** START OF Excerpted data **
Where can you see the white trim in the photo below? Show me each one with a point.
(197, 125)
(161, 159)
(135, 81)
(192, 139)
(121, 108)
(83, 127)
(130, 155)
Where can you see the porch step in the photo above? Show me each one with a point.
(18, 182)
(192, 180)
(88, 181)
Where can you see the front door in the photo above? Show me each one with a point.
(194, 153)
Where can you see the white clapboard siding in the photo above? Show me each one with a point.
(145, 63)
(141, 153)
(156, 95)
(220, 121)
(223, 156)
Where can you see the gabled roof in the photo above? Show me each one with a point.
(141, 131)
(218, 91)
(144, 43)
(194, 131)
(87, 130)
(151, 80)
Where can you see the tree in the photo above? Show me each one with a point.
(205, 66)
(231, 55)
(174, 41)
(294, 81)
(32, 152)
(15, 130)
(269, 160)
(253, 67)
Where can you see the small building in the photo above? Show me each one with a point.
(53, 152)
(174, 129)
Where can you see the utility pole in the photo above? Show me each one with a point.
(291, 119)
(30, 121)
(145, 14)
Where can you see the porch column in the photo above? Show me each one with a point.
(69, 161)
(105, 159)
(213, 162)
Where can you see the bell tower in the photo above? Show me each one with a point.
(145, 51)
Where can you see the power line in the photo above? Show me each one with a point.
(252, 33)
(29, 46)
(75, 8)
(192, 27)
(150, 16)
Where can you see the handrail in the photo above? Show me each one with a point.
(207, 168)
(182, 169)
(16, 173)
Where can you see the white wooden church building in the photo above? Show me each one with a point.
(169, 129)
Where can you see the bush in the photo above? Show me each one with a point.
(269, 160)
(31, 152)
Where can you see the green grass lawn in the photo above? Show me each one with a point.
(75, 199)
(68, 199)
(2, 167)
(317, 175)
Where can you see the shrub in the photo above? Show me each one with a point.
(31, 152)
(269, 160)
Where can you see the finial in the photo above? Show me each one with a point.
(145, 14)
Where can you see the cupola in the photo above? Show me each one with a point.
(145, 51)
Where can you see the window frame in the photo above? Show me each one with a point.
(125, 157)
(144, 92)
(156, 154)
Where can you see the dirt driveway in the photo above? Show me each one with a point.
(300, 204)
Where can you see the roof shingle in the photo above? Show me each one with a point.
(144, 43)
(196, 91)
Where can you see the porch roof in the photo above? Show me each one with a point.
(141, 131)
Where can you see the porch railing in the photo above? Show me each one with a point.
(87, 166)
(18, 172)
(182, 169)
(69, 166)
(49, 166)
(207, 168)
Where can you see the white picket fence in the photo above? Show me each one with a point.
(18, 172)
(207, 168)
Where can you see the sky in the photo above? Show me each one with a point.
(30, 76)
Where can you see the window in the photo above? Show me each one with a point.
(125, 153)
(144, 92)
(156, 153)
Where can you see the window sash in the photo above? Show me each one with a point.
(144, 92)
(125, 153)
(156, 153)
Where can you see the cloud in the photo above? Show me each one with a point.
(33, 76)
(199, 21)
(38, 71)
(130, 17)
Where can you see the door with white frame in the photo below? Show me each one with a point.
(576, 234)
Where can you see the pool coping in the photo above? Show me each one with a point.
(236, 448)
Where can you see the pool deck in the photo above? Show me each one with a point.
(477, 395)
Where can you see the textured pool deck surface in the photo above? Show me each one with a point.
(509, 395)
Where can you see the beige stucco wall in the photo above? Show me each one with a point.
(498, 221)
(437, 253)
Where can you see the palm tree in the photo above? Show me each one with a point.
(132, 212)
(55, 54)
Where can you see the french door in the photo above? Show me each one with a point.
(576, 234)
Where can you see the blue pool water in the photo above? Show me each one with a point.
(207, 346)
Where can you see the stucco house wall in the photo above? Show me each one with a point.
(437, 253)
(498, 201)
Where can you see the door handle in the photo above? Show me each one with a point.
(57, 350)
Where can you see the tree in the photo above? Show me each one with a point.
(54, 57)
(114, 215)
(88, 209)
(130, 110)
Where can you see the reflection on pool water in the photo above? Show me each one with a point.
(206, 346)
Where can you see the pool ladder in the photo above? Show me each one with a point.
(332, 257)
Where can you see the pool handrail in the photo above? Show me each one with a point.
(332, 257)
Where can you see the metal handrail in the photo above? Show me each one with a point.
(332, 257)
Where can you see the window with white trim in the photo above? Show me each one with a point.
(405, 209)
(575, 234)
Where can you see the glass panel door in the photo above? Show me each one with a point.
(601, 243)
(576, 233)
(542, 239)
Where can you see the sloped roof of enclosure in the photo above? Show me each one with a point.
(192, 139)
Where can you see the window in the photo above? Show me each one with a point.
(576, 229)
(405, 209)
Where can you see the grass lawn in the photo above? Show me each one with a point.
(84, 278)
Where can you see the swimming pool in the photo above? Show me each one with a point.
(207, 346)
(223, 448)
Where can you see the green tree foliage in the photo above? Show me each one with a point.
** END OF Excerpted data **
** START OF Excerpted data **
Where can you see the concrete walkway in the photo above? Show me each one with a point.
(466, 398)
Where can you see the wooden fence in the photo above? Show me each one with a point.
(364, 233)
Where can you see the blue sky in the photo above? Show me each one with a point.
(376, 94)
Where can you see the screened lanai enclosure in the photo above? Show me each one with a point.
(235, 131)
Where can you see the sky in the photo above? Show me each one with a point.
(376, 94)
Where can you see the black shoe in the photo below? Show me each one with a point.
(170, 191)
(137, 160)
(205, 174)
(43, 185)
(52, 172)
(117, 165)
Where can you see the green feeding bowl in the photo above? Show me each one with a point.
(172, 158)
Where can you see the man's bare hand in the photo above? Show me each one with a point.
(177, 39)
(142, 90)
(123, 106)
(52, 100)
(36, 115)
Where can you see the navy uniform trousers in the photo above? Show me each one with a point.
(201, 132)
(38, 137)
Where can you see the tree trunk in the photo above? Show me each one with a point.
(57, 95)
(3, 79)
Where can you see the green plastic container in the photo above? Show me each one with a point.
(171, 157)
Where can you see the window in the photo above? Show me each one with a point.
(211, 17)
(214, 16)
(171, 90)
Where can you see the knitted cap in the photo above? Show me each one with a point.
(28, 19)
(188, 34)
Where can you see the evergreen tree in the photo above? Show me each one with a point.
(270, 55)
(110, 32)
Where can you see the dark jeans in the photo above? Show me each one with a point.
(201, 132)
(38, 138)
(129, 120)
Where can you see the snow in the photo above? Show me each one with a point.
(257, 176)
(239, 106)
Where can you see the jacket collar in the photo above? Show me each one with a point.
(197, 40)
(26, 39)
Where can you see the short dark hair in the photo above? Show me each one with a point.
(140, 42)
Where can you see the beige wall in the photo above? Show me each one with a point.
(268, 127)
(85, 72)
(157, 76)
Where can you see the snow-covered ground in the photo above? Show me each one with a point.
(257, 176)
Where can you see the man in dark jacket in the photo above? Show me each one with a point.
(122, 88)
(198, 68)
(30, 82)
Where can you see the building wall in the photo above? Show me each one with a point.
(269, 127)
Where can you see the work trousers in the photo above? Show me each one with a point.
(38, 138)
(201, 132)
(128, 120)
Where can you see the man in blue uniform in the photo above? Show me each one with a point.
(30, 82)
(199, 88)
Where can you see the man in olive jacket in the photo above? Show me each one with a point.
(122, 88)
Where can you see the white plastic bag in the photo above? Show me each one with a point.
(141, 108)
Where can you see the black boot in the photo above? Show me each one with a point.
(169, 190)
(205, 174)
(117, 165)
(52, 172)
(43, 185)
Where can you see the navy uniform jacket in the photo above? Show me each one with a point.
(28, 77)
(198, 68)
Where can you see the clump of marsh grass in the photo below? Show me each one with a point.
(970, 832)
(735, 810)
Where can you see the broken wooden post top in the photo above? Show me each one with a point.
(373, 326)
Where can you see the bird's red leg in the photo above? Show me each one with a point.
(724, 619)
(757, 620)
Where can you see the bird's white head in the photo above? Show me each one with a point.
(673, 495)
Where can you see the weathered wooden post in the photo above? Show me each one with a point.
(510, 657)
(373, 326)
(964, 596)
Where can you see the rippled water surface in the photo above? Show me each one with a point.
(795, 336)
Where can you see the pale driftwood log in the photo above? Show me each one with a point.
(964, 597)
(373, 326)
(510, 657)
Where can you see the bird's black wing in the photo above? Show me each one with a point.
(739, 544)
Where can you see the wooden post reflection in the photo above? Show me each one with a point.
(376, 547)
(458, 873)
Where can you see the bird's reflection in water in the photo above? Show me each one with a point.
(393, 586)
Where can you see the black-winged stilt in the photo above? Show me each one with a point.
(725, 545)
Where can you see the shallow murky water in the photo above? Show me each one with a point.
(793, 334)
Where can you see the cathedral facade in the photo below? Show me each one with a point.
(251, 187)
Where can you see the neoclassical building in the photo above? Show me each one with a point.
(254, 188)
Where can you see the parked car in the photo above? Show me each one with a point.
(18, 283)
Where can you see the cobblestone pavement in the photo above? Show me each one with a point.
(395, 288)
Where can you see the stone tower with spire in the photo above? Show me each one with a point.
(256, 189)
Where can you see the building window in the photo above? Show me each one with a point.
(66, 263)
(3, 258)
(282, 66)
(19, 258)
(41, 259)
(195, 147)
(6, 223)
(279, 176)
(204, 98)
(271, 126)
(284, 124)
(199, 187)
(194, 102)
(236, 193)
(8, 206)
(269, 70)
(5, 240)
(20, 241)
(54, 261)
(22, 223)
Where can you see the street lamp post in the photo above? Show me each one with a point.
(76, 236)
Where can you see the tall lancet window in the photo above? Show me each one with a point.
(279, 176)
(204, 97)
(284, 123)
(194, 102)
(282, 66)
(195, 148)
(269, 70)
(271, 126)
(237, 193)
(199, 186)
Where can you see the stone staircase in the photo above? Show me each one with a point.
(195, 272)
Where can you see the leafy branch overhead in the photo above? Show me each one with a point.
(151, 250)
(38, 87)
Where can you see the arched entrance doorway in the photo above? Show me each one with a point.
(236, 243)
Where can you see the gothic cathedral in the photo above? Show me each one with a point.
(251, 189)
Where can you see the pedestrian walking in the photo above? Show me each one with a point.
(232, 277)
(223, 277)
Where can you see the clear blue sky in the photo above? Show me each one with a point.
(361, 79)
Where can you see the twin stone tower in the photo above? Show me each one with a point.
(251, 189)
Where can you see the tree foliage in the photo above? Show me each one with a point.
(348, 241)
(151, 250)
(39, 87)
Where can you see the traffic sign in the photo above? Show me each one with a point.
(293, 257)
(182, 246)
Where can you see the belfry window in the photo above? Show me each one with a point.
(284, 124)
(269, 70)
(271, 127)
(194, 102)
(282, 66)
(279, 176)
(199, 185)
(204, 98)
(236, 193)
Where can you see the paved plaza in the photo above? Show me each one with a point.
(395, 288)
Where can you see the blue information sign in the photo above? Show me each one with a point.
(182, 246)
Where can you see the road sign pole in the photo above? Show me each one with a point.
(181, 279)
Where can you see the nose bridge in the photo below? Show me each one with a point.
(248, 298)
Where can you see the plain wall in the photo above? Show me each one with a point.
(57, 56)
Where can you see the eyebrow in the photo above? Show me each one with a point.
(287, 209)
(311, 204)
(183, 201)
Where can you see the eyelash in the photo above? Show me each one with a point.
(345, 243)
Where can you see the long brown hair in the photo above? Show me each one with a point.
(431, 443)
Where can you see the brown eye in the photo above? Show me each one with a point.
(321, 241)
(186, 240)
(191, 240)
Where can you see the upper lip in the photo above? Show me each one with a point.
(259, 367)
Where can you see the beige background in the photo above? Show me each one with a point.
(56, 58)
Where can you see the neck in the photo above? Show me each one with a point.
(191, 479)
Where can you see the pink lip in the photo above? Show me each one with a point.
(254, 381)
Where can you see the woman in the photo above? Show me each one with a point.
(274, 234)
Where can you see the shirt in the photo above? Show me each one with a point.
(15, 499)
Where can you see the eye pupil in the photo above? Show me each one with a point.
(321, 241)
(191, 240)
** END OF Excerpted data **
** START OF Excerpted data **
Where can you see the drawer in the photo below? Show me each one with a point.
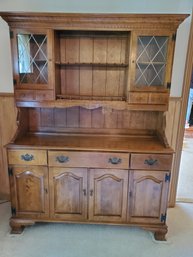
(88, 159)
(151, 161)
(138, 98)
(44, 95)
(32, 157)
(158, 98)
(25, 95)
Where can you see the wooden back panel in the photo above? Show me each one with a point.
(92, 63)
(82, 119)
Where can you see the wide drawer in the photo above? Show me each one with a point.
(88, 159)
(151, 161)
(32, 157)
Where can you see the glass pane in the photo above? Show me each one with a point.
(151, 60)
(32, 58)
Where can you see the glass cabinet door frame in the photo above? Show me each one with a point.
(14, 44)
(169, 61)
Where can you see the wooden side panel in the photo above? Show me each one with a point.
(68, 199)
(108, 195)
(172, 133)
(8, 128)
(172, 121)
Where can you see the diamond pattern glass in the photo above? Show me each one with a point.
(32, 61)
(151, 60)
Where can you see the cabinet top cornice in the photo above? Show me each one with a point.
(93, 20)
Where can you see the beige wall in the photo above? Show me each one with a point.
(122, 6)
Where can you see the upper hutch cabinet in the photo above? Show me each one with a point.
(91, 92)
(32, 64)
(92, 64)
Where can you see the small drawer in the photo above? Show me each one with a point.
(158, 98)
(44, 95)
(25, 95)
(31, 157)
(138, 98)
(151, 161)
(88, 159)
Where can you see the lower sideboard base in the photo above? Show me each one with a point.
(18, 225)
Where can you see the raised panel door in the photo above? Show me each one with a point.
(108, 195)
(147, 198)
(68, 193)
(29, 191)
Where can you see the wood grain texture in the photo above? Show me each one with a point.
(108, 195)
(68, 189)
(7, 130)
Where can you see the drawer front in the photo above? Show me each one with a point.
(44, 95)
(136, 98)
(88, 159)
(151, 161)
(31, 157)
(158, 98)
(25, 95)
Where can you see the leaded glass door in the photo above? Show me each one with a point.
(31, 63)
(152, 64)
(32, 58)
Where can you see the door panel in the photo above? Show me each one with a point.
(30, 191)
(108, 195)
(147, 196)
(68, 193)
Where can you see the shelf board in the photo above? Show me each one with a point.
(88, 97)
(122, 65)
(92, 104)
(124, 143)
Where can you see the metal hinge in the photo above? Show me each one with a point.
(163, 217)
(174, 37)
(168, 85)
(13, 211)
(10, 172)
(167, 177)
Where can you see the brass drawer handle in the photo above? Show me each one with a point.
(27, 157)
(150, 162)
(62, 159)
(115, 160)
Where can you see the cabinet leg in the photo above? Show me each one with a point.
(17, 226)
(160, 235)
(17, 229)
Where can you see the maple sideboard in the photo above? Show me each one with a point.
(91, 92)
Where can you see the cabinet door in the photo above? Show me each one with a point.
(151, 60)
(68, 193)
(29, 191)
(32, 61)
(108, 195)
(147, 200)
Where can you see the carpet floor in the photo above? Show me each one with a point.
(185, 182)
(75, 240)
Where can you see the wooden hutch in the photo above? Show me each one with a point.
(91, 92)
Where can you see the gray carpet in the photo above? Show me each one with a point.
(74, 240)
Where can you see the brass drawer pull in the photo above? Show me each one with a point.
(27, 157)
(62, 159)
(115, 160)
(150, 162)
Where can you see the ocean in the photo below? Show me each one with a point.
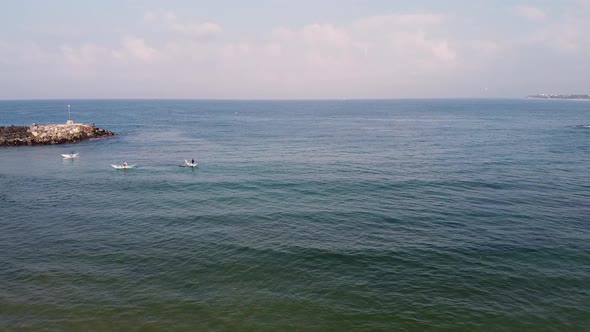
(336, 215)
** END OF Excerpted data **
**Problem**. Report every line above that contains the string "stucco", copying each such line in full. Case counts.

**Exercise response**.
Where can you see the beige stucco wall in the photo above? Show me each one with a point.
Where can you see the stucco house wall in the photo above? Show me each one with a point.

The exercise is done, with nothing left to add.